(Stored data entries)
---

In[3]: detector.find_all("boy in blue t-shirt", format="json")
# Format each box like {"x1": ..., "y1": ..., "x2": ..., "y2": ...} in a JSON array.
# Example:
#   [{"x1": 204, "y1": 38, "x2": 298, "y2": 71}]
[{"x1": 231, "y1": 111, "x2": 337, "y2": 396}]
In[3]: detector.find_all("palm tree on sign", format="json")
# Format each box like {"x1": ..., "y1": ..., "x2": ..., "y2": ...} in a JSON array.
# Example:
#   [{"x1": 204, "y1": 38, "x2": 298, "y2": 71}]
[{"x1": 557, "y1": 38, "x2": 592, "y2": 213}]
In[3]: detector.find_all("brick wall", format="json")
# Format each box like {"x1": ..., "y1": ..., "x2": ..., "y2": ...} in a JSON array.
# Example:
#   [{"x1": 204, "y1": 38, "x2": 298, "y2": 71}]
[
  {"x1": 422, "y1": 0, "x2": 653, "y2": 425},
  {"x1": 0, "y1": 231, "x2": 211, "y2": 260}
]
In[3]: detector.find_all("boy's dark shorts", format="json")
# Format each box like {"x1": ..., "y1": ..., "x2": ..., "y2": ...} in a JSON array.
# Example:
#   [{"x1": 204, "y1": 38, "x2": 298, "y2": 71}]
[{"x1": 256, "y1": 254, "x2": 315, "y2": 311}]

---

◆ Challenge: Present every row above as a numbered list, skipping any blank lines.

◆ Output of the task:
1. In[3]: detector.find_all("boy in blue t-shirt", format="json")
2. # Format each box like {"x1": ..., "y1": ..., "x2": ..., "y2": ...} in a JSON array.
3. # Example:
4. #   [{"x1": 204, "y1": 38, "x2": 298, "y2": 71}]
5. [{"x1": 231, "y1": 111, "x2": 337, "y2": 396}]
6. In[3]: detector.find_all("palm tree on sign", format="json")
7. # Format each box like {"x1": ..., "y1": ..., "x2": ..., "y2": ...} in a JSON array.
8. # Example:
9. #   [{"x1": 204, "y1": 38, "x2": 298, "y2": 71}]
10. [{"x1": 557, "y1": 38, "x2": 592, "y2": 213}]
11. In[3]: detector.find_all("brick wall", format="json")
12. # Format each box like {"x1": ..., "y1": ..., "x2": ..., "y2": ...} in a JSON array.
13. # Example:
14. #   [{"x1": 204, "y1": 38, "x2": 298, "y2": 71}]
15. [
16.   {"x1": 422, "y1": 0, "x2": 653, "y2": 425},
17.   {"x1": 0, "y1": 231, "x2": 211, "y2": 260}
18. ]
19. In[3]: detector.find_all("boy's dark shorts", format="json")
20. # Format each box like {"x1": ..., "y1": ..., "x2": ..., "y2": ...} in a JSON array.
21. # Example:
22. #   [{"x1": 204, "y1": 38, "x2": 298, "y2": 71}]
23. [{"x1": 256, "y1": 254, "x2": 315, "y2": 311}]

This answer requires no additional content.